* _Instructions to follow_:
Print every line of the data below word for word, changing nothing.
# start of Data lines
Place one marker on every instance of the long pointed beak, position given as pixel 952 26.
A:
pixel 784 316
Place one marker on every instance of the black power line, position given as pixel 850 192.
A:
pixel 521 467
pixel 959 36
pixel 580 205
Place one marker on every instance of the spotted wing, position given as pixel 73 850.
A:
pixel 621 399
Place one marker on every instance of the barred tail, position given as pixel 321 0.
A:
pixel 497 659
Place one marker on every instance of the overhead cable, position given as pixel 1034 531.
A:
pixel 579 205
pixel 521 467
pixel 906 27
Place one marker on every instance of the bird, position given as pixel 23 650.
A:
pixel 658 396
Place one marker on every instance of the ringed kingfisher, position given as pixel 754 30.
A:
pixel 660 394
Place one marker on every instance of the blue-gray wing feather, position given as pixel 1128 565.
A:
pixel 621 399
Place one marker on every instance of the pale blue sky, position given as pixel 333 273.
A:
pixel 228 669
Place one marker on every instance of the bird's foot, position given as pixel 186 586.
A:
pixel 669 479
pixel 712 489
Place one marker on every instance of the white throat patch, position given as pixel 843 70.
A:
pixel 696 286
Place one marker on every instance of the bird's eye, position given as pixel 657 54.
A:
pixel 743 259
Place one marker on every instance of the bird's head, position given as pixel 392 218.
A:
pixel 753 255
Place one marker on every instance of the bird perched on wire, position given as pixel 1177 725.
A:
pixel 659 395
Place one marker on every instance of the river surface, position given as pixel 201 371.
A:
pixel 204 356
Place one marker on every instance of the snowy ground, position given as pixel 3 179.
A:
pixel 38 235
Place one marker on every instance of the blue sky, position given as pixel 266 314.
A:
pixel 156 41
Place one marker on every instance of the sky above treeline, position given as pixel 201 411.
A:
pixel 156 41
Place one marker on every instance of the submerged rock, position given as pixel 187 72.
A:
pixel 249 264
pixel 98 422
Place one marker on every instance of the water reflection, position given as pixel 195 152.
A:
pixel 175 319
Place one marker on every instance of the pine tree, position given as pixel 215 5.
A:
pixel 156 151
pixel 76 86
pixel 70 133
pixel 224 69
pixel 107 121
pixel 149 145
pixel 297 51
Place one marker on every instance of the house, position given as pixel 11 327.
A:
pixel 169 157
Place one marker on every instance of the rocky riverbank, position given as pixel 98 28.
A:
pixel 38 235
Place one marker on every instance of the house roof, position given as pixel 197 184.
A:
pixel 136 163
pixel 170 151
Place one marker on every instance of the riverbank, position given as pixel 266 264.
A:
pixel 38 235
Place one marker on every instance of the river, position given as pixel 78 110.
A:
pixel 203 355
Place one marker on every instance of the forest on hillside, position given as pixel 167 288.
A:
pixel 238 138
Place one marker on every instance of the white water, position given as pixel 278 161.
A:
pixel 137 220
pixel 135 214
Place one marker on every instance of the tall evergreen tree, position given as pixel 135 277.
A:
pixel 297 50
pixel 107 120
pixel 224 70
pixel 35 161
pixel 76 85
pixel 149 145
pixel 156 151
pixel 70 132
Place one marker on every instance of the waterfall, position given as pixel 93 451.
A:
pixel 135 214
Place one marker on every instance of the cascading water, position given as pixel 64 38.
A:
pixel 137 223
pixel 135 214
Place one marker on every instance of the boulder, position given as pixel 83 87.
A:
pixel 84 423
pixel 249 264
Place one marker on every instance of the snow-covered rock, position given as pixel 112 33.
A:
# end of Data lines
* _Complete response_:
Place one marker on every instance of the long pointed beak, position given as pixel 952 26.
A:
pixel 784 316
Place one marker on every instance of the black power line, position given as pixel 850 192.
A:
pixel 521 467
pixel 959 36
pixel 580 205
Place one marker on every instance of the spotted wing, position given as pixel 73 850.
A:
pixel 621 399
Place one marker on every instance of the barred tail, position given as pixel 321 0.
A:
pixel 497 659
Place one marker on every instance of the overhead cable, position given as pixel 1034 531.
A:
pixel 579 205
pixel 521 467
pixel 906 27
Place one marker on every instance of the bird, position given as pixel 23 650.
A:
pixel 658 396
Place one marker on every instance of the ringed kingfisher, position given as pixel 754 30.
A:
pixel 660 394
Place one marker on every instance of the blue-gray wing feather, position given as pixel 1128 565.
A:
pixel 621 399
Place one marker on every instance of the pale blue sky, position given as pixel 333 273.
A:
pixel 228 669
Place one marker on every instance of the bird's foot, position given as pixel 186 586.
A:
pixel 669 479
pixel 712 489
Place one marker on every instance of the white throat patch, position given as pixel 843 70.
A:
pixel 696 286
Place one marker on every instance of the bird's eye, position given as pixel 657 54.
A:
pixel 743 259
Place one marker on every instance of the bird's head, position given as pixel 392 218.
A:
pixel 753 255
Place one marker on every instance of the bird perched on wire, position given as pixel 1177 725.
A:
pixel 659 395
Place one marker on every instance of the river surface, position given as pixel 201 371.
A:
pixel 204 356
Place one marker on every instance of the snowy ground, position given as pixel 3 179.
A:
pixel 38 235
Place one marker on every instance of the blue sky, position given as pixel 266 314.
A:
pixel 156 41
Place one marker on every instance of the sky above treeline, position given as pixel 201 411.
A:
pixel 156 41
Place one marker on every instance of the submerged rock, position given as pixel 187 72.
A:
pixel 249 264
pixel 98 422
Place one marker on every instance of the water reflection, position given as pixel 195 152.
A:
pixel 175 319
Place one marker on every instance of the pine tree, position given as pixel 215 5.
A:
pixel 156 151
pixel 76 86
pixel 70 133
pixel 224 69
pixel 107 121
pixel 149 145
pixel 297 51
Place one marker on every instance of the house, position given as pixel 11 327.
A:
pixel 169 157
Place one marker on every instance of the rocky riverbank, position given as pixel 98 28.
A:
pixel 38 235
Place one marker on every instance of the house roof, position given as pixel 197 184.
A:
pixel 136 163
pixel 170 151
Place one marker on every instance of the riverbank, position given as pixel 266 264.
A:
pixel 38 235
Place one marker on every instance of the river, position given as pixel 78 110.
A:
pixel 203 355
Place one marker on every instance of the forest on hillside, position given as pixel 167 288.
A:
pixel 238 138
Place one marker on every instance of the white water, position given as pixel 278 161.
A:
pixel 137 220
pixel 135 214
Place one marker on every instance of the tall evergreen tree, position given as pixel 135 277.
A:
pixel 297 50
pixel 107 120
pixel 224 70
pixel 35 161
pixel 76 85
pixel 149 145
pixel 156 151
pixel 70 132
Place one marker on every instance of the waterfall, position given as pixel 93 451.
A:
pixel 135 214
Place one marker on every instance of the cascading water, position given as pixel 64 38.
A:
pixel 137 223
pixel 135 214
Place one marker on every instance of the boulder, position given as pixel 83 87.
A:
pixel 84 423
pixel 249 264
Place one marker on every instance of the snow-covered rock, position given as pixel 112 33.
A:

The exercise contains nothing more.